**ACTIONS TO TAKE**.
1. Repeat a passage from the Spark JDBC tuning text word for word, starting with "# PostgreSQL" and going on through "Connection timeout (ms)".
2. In the Spark JDBC tuning text, shorten the paragraph that begins "This is the most common mistake" into a single sentence that keeps its main facts.
3. Pick up the Spark JDBC tuning text after its last line and continue writing it.

**TEXT SHOWN**.
SQL Server write optimization:

# For high-throughput writes, use the Spark Microsoft SQL Server connector
# instead of the generic JDBC connector:
# spark-shell --packages com.microsoft.azure:spark-mssql-connector_2.12:1.3.0

# Or use generic JDBC with tuning:
df.write.format("jdbc") \
.option("url",
"jdbc:sqlserver://host:1433;databaseName=mydb") \
.option("dbtable", "target") \
.option("batchSize", "10000") \
.option("isolationLevel", "READ_COMMITTED") \
.save()

General JDBC URL Parameters That Help

# PostgreSQL
url = ("jdbc:postgresql://host:5432/db"
"?ApplicationName=spark_etl" # Identifies connections in pg_stat_activity
"&rewriteBatchedStatements=true" # Batch write optimization
"&loginTimeout=30" # Connection timeout
"&socketTimeout=600") # Socket read timeout

# MySQL
url = ("jdbc:mysql://host:3306/db"
"?useCursorFetch=true" # Server-side cursor
"&defaultFetchSize=10000" # Default fetch size
"&rewriteBatchedStatements=true" # Multi-value INSERT
"&useServerPrepStmts=false" # Disable server prep for batch
"&connectTimeout=30000" # Connection timeout (ms)
"&socketTimeout=600000" # Socket timeout (ms)
"&useCompression=true") # Compress data transfer

# Oracle
url = ("jdbc:oracle:thin:@//host:1521/service"
"?oracle.net.CONNECT_TIMEOUT=30000" # Connection timeout
"&oracle.net.READ_TIMEOUT=600000" # Read timeout
"&defaultRowPrefetch=10000") # Alternative to fetchSize

# SQL Server
url = ("jdbc:sqlserver://host:1433"
";databaseName=mydb"
";encrypt=true"
";trustServerCertificate=true"
";selectMethod=cursor" # Server-side cursor
";responseBuffering=adaptive" # Adaptive buffering
";loginTimeout=30" # Login timeout
";queryTimeout=600") # Query timeout

Common Mistakes and Anti-Patterns

Anti-Pattern 1: Reading Without Partitioning

This is the most common mistake. A single-thread read through one JDBC connection.

# BAD: single thread, single connection
df = spark.read.format("jdbc") \
.option("dbtable", "orders") \
.load()

**ITEMS**.
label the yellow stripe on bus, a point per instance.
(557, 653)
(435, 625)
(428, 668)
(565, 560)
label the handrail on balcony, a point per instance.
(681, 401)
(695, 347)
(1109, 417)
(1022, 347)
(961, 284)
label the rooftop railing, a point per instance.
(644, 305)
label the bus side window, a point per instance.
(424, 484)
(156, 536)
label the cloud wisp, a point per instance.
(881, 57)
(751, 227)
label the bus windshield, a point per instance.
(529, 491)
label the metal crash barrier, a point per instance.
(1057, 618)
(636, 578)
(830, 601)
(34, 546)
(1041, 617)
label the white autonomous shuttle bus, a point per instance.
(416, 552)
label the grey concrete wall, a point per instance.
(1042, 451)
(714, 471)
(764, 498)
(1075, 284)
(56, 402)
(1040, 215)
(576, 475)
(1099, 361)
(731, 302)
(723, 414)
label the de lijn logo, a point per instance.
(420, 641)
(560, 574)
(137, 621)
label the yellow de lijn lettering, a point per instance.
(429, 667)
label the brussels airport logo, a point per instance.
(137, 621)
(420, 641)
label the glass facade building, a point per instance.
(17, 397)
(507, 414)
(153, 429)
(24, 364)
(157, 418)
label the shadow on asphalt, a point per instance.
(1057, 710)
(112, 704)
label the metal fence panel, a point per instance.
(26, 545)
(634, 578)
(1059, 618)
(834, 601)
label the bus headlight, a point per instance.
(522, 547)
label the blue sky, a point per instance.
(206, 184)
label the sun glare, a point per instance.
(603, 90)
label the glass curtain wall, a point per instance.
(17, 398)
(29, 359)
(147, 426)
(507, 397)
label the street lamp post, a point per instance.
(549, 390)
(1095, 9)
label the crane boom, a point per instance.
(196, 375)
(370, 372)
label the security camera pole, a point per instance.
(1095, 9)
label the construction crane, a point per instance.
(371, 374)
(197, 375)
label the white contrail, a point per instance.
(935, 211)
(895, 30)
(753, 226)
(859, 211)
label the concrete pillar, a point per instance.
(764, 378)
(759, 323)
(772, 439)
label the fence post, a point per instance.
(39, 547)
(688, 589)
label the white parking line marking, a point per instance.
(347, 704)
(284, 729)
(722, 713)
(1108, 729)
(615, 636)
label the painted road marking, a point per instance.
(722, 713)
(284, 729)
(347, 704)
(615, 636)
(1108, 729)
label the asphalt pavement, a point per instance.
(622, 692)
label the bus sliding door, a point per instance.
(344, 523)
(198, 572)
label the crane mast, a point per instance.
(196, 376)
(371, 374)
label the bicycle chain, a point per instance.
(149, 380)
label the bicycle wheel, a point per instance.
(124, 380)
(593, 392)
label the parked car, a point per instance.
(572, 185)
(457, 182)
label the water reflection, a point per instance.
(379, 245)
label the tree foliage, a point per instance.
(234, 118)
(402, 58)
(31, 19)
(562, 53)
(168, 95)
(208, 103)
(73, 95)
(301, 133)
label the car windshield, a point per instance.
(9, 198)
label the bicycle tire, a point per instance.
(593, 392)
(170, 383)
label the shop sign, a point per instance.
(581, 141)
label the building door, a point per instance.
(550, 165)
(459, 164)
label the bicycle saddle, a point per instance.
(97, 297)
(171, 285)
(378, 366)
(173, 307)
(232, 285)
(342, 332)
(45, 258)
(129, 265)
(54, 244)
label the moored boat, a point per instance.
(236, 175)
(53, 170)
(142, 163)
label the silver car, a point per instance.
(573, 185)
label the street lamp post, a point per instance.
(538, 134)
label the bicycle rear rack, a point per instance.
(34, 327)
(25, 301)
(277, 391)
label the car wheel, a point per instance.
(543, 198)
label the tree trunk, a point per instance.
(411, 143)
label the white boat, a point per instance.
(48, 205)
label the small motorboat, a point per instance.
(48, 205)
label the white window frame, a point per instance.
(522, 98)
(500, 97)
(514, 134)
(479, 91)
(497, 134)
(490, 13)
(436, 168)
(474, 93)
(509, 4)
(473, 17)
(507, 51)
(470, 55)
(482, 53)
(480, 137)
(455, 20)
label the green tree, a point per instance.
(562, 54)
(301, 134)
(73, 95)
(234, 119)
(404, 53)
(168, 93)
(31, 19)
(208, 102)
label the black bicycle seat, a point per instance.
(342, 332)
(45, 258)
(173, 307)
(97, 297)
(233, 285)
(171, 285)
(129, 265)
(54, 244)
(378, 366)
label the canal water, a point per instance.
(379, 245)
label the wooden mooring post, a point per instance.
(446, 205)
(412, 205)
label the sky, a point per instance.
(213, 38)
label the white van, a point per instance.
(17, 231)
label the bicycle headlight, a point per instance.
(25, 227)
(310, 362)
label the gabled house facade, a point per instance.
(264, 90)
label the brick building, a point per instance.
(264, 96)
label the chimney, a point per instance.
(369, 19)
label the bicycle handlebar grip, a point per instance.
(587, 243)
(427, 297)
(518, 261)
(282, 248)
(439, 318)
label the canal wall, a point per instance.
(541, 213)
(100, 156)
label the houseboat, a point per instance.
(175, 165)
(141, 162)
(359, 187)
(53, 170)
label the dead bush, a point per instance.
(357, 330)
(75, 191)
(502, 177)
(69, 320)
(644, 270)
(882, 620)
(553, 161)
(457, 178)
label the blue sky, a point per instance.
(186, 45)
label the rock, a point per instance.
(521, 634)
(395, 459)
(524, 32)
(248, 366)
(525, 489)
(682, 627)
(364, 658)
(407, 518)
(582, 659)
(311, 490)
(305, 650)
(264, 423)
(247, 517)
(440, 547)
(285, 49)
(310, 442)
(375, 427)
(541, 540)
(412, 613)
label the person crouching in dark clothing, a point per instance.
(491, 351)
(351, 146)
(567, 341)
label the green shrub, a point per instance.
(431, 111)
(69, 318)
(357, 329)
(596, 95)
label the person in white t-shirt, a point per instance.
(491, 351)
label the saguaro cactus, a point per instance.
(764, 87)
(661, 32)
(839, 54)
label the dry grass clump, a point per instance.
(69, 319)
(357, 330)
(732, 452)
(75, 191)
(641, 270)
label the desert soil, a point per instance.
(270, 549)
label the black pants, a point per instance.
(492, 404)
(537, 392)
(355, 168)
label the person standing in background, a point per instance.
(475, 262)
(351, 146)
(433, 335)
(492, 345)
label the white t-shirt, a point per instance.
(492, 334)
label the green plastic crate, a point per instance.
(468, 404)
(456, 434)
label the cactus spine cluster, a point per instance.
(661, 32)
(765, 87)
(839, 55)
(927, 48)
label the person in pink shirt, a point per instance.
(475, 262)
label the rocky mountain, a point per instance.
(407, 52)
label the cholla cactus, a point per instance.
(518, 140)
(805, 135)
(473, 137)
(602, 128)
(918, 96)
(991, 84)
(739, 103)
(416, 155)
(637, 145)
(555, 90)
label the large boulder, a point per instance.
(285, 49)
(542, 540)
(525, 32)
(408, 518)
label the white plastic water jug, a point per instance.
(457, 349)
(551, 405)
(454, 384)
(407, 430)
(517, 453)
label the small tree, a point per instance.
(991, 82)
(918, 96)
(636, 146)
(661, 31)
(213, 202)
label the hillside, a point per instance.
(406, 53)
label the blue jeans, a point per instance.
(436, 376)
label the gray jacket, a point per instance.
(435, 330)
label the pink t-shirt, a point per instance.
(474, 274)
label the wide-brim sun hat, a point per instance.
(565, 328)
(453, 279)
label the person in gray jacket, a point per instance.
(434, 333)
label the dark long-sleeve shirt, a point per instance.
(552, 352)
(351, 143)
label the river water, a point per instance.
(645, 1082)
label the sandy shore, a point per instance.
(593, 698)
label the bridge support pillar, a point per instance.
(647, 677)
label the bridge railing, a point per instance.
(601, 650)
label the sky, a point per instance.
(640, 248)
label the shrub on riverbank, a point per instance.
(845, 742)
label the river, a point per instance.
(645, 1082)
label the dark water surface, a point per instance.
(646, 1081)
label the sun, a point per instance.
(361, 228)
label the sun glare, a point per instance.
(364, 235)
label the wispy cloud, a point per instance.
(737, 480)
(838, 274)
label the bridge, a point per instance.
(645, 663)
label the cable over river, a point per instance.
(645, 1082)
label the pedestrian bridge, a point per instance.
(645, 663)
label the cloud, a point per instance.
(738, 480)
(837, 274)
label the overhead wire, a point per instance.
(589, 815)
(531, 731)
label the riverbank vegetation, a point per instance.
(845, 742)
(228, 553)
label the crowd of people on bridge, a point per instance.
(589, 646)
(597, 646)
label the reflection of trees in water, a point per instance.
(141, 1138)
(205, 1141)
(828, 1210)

**PER-TASK OUTPUTS**.
1.
# PostgreSQL
url = ("jdbc:postgresql://host:5432/db"
"?ApplicationName=spark_etl" # Identifies connections in pg_stat_activity
"&rewriteBatchedStatements=true" # Batch write optimization
"&loginTimeout=30" # Connection timeout
"&socketTimeout=600") # Socket read timeout

# MySQL
url = ("jdbc:mysql://host:3306/db"
"?useCursorFetch=true" # Server-side cursor
"&defaultFetchSize=10000" # Default fetch size
"&rewriteBatchedStatements=true" # Multi-value INSERT
"&useServerPrepStmts=false" # Disable server prep for batch
"&connectTimeout=30000" # Connection timeout (ms)

2. The most common mistake is reading through a single thread over one JDBC connection.

3.
# Time for 100M rows: ~45 minutes

# GOOD: parallel reads with proper partitioning
df = spark.read.format("jdbc") \
.option("dbtable", "orders") \
.option("partitionColumn", "order_id") \
.option("lowerBound", "1") \
.option("upperBound", "100000000") \
.option("numPartitions", "50") \
.option("fetchSize", "10000") \
.load()
# Time for 100M rows: ~2 minutes (25x faster)

Anti-Pattern 2: Non-Indexed partitionColumn

Using a non-indexed column as the partitionColumn causes each partition query to trigger a full table scan.

# BAD: created_at has no index — each partition query does a full table scan
df = spark.read.format("jdbc") \
.option("dbtable", "events") \
.option("partitionColumn", "created_at") \
.option("lowerBound", "2024-01-01") \
.option("upperBound", "2026-01-01") \
.option("numPartitions", "50") \
.load()
# 50 partitions × full table scan each = 50 full table scans
# Your DBA will call you

# GOOD: use the indexed primary key
df = spark.read.format("jdbc") \
.option("dbtable", "events") \
.option("partitionColumn", "event_id") \
.option("lowerBound", "1") \
.option("upperBound", "500000000") \
.option("numPartitions", "50") \
.load()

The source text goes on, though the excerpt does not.